In the listing that follows, the lines starting at the one containing "Query: woman's eye" and ending at the one containing "written like <point>297,350</point>." are to be returned exactly, both boundary lines included, and no others.
== Segment start ==
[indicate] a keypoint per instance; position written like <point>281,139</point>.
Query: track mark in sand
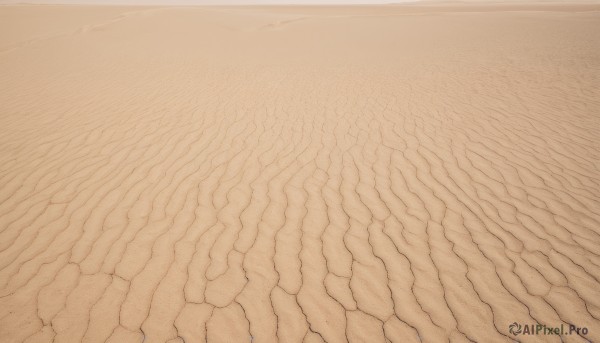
<point>193,192</point>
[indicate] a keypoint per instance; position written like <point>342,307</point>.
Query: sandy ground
<point>297,174</point>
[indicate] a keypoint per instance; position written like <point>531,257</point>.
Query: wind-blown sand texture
<point>298,174</point>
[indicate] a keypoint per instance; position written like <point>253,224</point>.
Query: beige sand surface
<point>363,174</point>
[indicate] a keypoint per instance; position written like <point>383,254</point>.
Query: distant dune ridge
<point>422,173</point>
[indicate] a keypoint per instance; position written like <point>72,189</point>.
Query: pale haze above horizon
<point>264,2</point>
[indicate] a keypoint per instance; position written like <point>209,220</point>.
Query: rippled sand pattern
<point>374,174</point>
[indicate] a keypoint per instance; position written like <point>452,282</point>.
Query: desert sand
<point>414,173</point>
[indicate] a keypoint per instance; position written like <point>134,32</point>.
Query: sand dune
<point>298,174</point>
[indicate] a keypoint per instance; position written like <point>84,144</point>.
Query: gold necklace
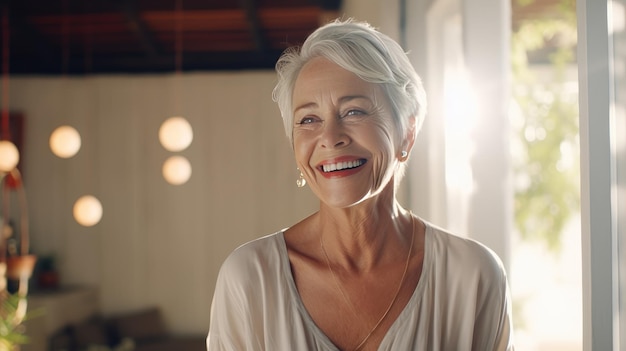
<point>395,297</point>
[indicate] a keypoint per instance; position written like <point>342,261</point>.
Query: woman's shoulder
<point>463,253</point>
<point>253,256</point>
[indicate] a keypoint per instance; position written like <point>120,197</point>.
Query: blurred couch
<point>142,330</point>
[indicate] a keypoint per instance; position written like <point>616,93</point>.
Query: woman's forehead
<point>321,77</point>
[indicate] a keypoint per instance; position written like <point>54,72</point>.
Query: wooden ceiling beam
<point>252,15</point>
<point>145,37</point>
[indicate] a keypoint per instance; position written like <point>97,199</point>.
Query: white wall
<point>157,244</point>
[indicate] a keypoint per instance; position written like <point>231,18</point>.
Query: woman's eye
<point>353,113</point>
<point>306,120</point>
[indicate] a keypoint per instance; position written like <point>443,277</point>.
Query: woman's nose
<point>334,134</point>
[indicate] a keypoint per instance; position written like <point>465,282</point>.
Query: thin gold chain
<point>395,297</point>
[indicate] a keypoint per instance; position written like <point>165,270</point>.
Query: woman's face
<point>343,134</point>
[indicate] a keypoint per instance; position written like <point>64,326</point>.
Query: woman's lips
<point>341,167</point>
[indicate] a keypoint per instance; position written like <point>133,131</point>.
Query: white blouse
<point>461,302</point>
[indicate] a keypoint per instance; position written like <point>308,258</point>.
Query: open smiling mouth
<point>342,166</point>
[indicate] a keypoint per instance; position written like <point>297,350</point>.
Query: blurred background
<point>497,159</point>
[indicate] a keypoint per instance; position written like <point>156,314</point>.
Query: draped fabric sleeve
<point>233,326</point>
<point>493,325</point>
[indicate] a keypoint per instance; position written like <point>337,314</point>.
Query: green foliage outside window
<point>546,143</point>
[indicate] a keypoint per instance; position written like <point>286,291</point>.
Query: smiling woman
<point>362,272</point>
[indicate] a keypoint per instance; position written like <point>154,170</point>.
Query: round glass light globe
<point>65,141</point>
<point>9,156</point>
<point>175,134</point>
<point>176,170</point>
<point>87,210</point>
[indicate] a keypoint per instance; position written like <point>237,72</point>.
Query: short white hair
<point>371,55</point>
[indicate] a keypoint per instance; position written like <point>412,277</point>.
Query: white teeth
<point>342,165</point>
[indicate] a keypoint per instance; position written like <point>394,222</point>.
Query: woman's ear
<point>409,140</point>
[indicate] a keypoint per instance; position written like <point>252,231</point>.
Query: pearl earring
<point>301,182</point>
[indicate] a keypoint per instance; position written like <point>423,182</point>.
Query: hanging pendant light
<point>65,141</point>
<point>175,134</point>
<point>9,156</point>
<point>177,170</point>
<point>87,210</point>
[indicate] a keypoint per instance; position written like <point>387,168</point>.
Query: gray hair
<point>364,51</point>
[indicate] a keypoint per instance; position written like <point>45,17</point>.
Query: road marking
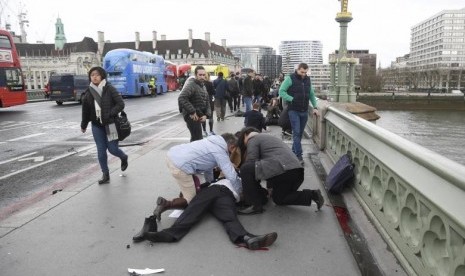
<point>35,158</point>
<point>25,137</point>
<point>16,158</point>
<point>36,124</point>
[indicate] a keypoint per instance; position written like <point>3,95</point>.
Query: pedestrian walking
<point>297,91</point>
<point>194,103</point>
<point>101,111</point>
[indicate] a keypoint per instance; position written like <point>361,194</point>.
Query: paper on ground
<point>146,271</point>
<point>176,213</point>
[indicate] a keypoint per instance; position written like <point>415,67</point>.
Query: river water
<point>440,131</point>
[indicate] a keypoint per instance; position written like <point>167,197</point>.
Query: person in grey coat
<point>194,103</point>
<point>269,158</point>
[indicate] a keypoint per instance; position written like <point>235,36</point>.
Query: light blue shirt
<point>202,156</point>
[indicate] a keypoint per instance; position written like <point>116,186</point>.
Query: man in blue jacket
<point>297,91</point>
<point>198,157</point>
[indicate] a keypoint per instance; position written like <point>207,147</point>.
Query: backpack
<point>341,175</point>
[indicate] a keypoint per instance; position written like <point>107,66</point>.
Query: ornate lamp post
<point>342,89</point>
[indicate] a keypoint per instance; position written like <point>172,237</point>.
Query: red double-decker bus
<point>12,90</point>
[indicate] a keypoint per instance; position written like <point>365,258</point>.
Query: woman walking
<point>100,105</point>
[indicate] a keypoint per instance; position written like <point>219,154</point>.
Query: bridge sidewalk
<point>86,229</point>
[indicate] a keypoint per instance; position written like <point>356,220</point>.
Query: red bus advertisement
<point>12,90</point>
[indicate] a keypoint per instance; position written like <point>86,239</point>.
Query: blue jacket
<point>202,156</point>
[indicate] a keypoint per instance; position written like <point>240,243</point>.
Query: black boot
<point>150,225</point>
<point>105,178</point>
<point>124,163</point>
<point>253,242</point>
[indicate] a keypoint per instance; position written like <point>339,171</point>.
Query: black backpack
<point>341,175</point>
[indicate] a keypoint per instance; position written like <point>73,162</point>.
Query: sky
<point>380,26</point>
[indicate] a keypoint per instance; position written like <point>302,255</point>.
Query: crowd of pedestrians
<point>220,174</point>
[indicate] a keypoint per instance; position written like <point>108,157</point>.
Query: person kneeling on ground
<point>220,200</point>
<point>269,158</point>
<point>202,156</point>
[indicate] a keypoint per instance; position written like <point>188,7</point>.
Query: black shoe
<point>105,178</point>
<point>124,164</point>
<point>318,198</point>
<point>251,210</point>
<point>256,242</point>
<point>150,225</point>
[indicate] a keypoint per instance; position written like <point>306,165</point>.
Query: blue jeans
<point>298,121</point>
<point>248,103</point>
<point>101,140</point>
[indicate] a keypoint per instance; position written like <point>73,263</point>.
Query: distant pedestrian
<point>254,118</point>
<point>248,90</point>
<point>101,110</point>
<point>221,96</point>
<point>195,103</point>
<point>297,91</point>
<point>211,94</point>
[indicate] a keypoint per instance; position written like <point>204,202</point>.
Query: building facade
<point>41,60</point>
<point>251,56</point>
<point>437,52</point>
<point>294,52</point>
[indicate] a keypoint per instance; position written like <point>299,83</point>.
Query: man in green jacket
<point>297,91</point>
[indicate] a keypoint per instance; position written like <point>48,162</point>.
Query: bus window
<point>5,42</point>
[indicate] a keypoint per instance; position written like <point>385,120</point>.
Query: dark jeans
<point>101,140</point>
<point>298,121</point>
<point>220,202</point>
<point>254,193</point>
<point>195,128</point>
<point>284,187</point>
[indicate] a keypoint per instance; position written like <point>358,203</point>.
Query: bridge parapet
<point>415,197</point>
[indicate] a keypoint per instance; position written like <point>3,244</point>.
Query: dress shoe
<point>150,225</point>
<point>318,198</point>
<point>251,210</point>
<point>124,163</point>
<point>105,178</point>
<point>253,242</point>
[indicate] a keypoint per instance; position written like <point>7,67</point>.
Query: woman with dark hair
<point>100,105</point>
<point>269,158</point>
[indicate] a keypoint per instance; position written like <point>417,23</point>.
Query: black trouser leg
<point>224,209</point>
<point>195,128</point>
<point>285,188</point>
<point>251,188</point>
<point>198,206</point>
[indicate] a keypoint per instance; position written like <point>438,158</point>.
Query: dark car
<point>67,87</point>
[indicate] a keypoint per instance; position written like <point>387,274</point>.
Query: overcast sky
<point>382,27</point>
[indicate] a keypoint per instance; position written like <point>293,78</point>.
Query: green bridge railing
<point>415,197</point>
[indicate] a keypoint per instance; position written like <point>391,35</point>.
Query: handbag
<point>123,126</point>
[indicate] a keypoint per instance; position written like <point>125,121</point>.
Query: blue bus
<point>131,71</point>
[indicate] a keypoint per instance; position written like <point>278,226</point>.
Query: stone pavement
<point>87,228</point>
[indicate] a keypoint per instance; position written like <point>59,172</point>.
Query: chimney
== Segment end ==
(OUTPUT FOR THIS EXERCISE)
Query: woman's eye
<point>353,113</point>
<point>306,120</point>
[indicate] a keypoint per instance; position written like <point>443,277</point>.
Query: woman's nose
<point>334,134</point>
[indicate] a keypoint per instance; position written like <point>465,282</point>.
Query: thin gold chain
<point>395,297</point>
[indicate] a keypoint per instance; position written like <point>165,270</point>.
Query: woman's face
<point>343,134</point>
[indicate] a keypoint per instance; position written like <point>64,326</point>.
Query: woman's lips
<point>341,167</point>
[indicate] a keypoint per instance; position written like <point>133,131</point>.
Query: white blouse
<point>461,302</point>
[indicate] a keypoint per instance; position written like <point>308,258</point>.
Query: open smiling mouth
<point>342,166</point>
[indicate] a keypoint per instance; position written like <point>297,350</point>.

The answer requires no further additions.